[START Data listing]

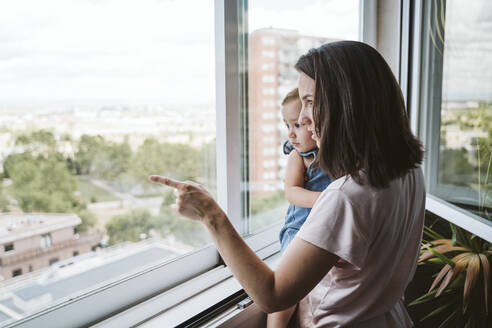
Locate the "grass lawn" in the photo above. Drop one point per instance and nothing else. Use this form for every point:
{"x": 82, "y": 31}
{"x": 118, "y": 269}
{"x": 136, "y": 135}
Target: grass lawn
{"x": 91, "y": 193}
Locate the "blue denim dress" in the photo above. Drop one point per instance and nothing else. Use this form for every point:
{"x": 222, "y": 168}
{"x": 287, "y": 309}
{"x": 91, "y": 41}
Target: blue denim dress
{"x": 316, "y": 180}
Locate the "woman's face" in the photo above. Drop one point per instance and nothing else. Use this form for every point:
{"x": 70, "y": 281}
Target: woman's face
{"x": 306, "y": 93}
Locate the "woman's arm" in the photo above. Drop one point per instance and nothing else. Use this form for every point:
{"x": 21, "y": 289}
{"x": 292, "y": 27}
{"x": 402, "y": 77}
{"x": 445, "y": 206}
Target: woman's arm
{"x": 300, "y": 269}
{"x": 294, "y": 183}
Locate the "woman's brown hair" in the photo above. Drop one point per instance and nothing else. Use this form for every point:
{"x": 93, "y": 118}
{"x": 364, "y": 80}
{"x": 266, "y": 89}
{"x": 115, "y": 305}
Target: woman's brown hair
{"x": 359, "y": 114}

[END Data listing]

§ Work required
Find every line in the records that contains the word "blue", and copy each of those lines in full.

§ Finished exercise
Locate the "blue denim dress" in the photo above. Drop one point per instance and nothing else. Use this form for every point:
Target: blue denim dress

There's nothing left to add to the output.